By Andrew Walker
Economics correspondent, BBC World Service
The G8 has lost its monopoly on tackling global economic issues
The G8 circus has moved half way round the world - from Japan last year to Italy now. The economic problems they have to confront have moved just about as far.
At the Hokkaido Summit in Japan, they acknowledged a bit of a slowdown in economic growth but were positive about the future. They were worried about oil and food prices and inflationary pressures.
They misread the situation.
A year on as they get together at L'Aquila, and it is more than a slowdown.
In fact it was just two months after the Hokkaido summit that the financial crisis took on a new and more menacing form, with the implosion of the investment bank Lehman Brothers.
The result is that the world economy is likely to contract this year for the first time in the post-war era.
Worried about the price of oil? It is half what it was when they last met.
Inflation has vanished from view, though it could be lurking beyond the horizon due to measures taken to tackle the recession.
The G8 has lost its monopoly as a forum for wrestling with global economic problems.
The financial crisis has raised the profile of the wider G20, which includes the leading developing economies, from a rather obscure gathering of finance minsters and central bankers into a high profile summit.
But the G8 retains an important role. It was to a large extent a G8 crisis.
There is a debate to be had about the extent to which the currency policies of China and others provided the fuel for the credit firestorm.
But it was developed economies, or some of them, that struck the match.
And within the G20, the heavy lifting on many issues has been done by G8 countries.
One area that is sure to change as a result of the crisis is financial regulation and it is G8 countries that are in the lead.
The reform effort is already under way in the US. President Obama has set out an extensive package of measures intended to reduce the risks of a repeat.
The debate is underway elsewhere, including in the UK, where proposals are due very soon.
Rising oil prices are no longer an issue
But some aspects will have an important international dimension, in particular the question of capital requirements for financial institutions.
Change does look likely in this area.
One of the key lessons of the financial crisis has been that many financial institutions did not have large enough financial shock absorbers to enable them to ride out the massive and unexpected losses they have accumulated.
The shock absorber is capital. The most important element is in the shape of shares and retained earnings, profits not handed out to shareholders as dividends.
The more a bank has, the larger the losses it can take before it sinks - or needs rescuing by a government lifeboat.
The chances are that banks will have to keep more capital in future relative to how much they lend.
That means either raising more from the stock market, paying out less of the profits to shareholders, or restraining the growth of new lending.
There is also a problem with capital requirements aggravating the economic cycle.
If a bank loses money in a recession, which eats away at its capital, one quick way of improving its capital ratio is to lend less and just salt away any loan repayments that come in.
There are not so many toxic assets on the banks' books in Canada
It has been a familiar problem in the current downturn. Banks anxious to repair their frayed safety nets have become more wary of making new loans.
The challenge then is to make bank capital requirements "counter-cyclical" in the jargon.
That is, to make them restrain booms and ease the retrenchment in the bust.
It is a nice, even obvious idea. But it is hard to do in practice.
Bank capital is an issue that has already had a push from the G20, which essentially said, "let's do it once economic recovery is assured".
But it is in G8 countries that the financial system blew up, though there is one member of the group that might feel a little smug - Canada.
Canada has not been hit as hard as other G8 nations
It is not unscathed, but has not sustained anything like the damage that its southern neighbour has.
The reasons include the fact that Canadian banks had plenty of capital when the crisis hit, along with management with less enthusiasm for risky business.
There are not so many toxic assets on the banks' books in Canada.
All this is far too technical for the G8 leaders to settle it at a summit.
But it is important enough to justify them spending a little time trying to give the reform some momentum.

▶ _Task directions_: From the article on the G8 summit, copy word for word the passage starting at "The challenge then" and ending at "do in practice.".

▶ _Dataset content_:
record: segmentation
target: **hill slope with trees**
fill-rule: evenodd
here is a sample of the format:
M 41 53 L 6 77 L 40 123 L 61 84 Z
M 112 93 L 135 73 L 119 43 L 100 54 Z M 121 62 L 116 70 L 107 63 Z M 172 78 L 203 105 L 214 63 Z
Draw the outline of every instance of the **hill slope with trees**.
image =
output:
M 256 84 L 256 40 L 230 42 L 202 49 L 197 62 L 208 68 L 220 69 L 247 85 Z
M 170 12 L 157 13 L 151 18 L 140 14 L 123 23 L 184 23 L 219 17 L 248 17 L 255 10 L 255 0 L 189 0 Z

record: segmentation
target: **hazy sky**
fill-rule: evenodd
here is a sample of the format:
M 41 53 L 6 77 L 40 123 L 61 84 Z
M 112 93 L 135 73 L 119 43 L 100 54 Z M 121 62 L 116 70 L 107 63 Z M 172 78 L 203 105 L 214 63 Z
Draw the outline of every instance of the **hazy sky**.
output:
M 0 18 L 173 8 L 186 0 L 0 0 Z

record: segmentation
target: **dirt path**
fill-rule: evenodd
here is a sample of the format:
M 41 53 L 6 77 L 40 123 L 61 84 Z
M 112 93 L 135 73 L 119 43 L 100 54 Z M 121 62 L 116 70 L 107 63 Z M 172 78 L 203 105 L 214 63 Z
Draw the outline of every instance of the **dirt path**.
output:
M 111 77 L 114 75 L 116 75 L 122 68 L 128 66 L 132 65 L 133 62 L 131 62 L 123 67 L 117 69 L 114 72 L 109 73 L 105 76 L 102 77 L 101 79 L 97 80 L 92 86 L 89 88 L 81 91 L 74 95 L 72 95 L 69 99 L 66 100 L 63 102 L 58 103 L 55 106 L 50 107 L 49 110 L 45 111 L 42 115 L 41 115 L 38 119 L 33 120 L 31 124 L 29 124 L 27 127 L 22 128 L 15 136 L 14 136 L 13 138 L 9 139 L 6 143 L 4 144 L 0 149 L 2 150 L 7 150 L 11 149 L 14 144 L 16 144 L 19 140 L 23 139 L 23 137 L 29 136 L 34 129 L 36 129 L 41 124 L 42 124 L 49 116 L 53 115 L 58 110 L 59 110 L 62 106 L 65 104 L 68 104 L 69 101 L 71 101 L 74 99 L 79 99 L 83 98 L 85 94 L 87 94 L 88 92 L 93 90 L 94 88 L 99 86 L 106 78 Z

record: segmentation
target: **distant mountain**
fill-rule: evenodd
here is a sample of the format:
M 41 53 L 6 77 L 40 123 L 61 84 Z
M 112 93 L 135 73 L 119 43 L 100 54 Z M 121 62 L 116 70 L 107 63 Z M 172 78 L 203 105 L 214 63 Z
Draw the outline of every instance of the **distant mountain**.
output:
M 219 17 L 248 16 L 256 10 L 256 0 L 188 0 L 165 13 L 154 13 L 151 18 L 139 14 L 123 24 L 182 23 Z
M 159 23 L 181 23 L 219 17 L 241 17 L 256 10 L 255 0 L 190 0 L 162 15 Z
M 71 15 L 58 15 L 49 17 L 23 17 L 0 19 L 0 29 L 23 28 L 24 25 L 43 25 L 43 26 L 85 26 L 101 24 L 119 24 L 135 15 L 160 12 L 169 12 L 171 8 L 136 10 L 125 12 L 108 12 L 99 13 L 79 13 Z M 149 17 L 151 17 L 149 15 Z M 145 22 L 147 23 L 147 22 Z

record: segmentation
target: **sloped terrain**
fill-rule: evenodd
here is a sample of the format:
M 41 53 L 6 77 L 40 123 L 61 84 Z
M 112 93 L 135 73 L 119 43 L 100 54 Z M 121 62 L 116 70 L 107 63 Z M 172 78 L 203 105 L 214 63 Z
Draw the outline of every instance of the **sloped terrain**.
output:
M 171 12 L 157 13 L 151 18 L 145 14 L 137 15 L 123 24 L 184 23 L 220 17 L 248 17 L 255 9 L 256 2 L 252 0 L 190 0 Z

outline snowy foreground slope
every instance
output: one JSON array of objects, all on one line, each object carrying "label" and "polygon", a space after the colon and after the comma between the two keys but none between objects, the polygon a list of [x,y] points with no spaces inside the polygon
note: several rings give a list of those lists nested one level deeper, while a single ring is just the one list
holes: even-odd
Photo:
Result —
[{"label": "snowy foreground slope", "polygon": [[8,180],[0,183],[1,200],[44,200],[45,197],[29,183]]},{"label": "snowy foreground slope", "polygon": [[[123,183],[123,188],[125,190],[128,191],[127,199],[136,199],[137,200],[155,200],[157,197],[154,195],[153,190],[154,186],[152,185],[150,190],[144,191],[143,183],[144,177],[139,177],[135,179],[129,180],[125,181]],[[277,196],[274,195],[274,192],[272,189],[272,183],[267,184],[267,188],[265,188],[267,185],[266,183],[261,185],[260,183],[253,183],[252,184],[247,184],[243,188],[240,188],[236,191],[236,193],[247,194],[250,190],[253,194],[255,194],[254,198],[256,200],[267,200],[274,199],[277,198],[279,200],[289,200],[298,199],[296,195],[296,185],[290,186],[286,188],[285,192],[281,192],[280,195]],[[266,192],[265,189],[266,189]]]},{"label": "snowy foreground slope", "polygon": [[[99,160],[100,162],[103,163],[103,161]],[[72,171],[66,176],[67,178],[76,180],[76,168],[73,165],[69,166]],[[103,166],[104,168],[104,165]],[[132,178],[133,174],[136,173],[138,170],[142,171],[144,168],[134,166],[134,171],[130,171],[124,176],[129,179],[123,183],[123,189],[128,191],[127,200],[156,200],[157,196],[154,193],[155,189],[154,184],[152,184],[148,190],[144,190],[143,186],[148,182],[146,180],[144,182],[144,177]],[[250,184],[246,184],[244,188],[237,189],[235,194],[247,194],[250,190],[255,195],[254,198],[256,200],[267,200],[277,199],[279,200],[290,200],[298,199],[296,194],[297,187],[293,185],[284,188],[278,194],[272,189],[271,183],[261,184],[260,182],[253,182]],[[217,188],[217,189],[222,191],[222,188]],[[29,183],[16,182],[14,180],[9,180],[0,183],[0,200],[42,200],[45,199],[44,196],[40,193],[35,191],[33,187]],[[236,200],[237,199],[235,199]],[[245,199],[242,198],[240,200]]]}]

▶ _Exercise result_:
The challenge then is to make bank capital requirements "counter-cyclical" in the jargon.
That is, to make them restrain booms and ease the retrenchment in the bust.
It is a nice, even obvious idea. But it is hard to do in practice.